* [Exercise task] Update the lines starting at the line that contains "Do you see any tile floor here?" and ending with the last line of the records by changing "shower curtain rod" to "towel rail", and write out those lines again with nothing else altered.

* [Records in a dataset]
*****
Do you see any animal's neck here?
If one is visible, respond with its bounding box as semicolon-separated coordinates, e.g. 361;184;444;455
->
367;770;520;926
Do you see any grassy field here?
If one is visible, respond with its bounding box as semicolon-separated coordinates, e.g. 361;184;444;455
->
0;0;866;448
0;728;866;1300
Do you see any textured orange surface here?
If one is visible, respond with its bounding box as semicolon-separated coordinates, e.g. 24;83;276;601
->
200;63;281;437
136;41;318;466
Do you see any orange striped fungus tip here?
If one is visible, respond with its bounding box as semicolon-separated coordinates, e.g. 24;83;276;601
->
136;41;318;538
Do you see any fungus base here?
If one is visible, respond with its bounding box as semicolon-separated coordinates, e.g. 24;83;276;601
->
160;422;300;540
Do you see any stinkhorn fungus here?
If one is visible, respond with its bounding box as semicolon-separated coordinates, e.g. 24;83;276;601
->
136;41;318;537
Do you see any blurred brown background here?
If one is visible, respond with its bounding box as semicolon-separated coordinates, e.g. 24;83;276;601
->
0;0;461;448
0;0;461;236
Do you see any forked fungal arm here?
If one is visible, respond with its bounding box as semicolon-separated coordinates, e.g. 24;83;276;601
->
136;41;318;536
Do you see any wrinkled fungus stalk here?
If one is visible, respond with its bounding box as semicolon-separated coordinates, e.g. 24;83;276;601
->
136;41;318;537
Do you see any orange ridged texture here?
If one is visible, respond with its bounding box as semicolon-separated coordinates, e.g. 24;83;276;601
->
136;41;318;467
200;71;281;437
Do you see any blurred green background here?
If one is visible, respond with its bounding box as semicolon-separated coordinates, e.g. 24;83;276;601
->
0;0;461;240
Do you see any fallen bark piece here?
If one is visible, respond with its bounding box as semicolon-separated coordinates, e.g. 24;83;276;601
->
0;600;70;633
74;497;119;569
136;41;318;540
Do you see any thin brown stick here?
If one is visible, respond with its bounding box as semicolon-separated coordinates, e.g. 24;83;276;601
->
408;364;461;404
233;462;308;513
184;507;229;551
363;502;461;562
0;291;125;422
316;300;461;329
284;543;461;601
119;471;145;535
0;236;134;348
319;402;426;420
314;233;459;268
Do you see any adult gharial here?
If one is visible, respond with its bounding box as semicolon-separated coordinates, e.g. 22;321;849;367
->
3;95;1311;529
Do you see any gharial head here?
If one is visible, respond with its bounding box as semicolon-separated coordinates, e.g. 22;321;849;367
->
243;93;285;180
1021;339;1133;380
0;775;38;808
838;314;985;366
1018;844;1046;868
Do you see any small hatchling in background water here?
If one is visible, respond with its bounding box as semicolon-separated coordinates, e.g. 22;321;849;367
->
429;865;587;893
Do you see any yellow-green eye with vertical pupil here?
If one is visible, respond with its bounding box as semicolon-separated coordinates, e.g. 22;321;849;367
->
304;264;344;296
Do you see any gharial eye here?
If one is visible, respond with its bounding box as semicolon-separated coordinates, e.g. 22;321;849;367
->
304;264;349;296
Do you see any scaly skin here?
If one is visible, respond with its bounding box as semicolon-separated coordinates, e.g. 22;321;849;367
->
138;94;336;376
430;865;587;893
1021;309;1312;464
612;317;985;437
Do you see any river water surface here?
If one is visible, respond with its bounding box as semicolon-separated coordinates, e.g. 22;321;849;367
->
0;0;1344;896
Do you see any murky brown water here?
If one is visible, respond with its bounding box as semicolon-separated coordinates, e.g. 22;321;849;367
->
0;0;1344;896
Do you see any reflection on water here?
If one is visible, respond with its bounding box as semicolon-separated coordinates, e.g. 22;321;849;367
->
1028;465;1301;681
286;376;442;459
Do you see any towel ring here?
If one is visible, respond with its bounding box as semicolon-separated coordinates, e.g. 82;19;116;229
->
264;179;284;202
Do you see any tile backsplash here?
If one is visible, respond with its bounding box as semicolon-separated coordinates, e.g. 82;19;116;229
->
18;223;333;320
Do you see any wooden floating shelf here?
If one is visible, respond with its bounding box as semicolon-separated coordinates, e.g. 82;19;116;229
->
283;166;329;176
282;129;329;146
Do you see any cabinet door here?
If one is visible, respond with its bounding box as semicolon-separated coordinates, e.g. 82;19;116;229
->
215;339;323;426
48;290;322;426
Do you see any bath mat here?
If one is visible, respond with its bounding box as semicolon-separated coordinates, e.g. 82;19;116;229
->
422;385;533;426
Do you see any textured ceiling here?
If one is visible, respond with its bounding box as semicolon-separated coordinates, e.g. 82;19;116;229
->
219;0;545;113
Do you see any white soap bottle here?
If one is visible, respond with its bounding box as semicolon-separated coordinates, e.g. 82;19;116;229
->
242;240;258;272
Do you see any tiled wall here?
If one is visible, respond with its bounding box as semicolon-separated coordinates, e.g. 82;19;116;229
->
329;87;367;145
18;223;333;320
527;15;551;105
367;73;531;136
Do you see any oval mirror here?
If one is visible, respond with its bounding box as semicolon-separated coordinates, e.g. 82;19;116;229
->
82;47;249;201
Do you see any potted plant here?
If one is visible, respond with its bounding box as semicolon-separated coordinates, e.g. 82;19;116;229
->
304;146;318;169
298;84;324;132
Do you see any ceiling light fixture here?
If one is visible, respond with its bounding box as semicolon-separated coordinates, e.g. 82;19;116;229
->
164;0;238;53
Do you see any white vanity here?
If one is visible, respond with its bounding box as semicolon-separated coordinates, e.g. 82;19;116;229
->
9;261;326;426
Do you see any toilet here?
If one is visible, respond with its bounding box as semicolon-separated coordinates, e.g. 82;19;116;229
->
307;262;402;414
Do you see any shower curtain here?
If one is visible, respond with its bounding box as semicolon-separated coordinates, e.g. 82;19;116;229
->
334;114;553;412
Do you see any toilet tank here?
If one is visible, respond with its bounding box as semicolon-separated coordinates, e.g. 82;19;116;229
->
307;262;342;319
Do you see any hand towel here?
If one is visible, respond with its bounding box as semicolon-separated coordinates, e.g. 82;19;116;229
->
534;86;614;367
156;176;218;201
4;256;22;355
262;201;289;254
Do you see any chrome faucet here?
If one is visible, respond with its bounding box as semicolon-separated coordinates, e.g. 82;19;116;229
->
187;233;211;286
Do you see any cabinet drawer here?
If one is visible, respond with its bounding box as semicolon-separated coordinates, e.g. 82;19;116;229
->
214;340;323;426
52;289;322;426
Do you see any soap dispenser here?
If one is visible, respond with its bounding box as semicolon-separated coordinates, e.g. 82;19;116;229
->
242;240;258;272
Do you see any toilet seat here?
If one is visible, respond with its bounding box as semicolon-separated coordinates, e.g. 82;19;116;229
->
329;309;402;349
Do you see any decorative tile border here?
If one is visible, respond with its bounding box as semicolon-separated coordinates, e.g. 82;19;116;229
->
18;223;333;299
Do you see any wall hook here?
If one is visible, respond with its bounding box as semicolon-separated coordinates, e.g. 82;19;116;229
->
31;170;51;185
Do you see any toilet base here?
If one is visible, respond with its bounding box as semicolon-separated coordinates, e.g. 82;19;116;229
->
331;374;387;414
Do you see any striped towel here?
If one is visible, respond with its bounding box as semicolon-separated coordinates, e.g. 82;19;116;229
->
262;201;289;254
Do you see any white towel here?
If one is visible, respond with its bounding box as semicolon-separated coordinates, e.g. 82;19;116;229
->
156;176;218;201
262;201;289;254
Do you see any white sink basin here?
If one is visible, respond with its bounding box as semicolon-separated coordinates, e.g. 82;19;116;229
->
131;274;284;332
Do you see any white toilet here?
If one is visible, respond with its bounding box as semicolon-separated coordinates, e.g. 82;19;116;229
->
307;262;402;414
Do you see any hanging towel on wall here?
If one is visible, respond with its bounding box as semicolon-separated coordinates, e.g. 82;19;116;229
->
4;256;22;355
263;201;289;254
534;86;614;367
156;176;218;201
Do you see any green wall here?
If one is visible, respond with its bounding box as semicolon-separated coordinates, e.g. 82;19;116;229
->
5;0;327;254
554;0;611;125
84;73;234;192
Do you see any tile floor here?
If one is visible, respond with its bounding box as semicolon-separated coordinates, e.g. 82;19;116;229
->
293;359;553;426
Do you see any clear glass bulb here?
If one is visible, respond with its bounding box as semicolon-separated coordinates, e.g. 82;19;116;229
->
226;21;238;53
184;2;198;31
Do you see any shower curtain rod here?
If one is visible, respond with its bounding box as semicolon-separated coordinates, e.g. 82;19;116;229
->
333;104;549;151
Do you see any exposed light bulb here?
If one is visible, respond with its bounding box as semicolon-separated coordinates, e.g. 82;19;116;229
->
*****
* [Answer in full]
Do you see any tile floor here?
If one is visible, respond with its bounding box as semicolon-separated coordinates, e.g. 82;19;116;229
->
293;359;553;426
Do you see any clear glass bulb here?
If one is visible, respond with its bounding box as semicolon-separated coordinates, e.g. 82;19;116;229
->
226;21;238;53
184;2;198;31
Do you see any towel rail here?
If one is visible, respond with its bounding box as semicolon-separated coordinates, e.g. 82;19;116;229
->
333;104;549;151
Do you see any exposed light bulb here?
If one is visible, respond with its bounding box as semicolon-separated coordinates, e.g. 82;19;116;229
->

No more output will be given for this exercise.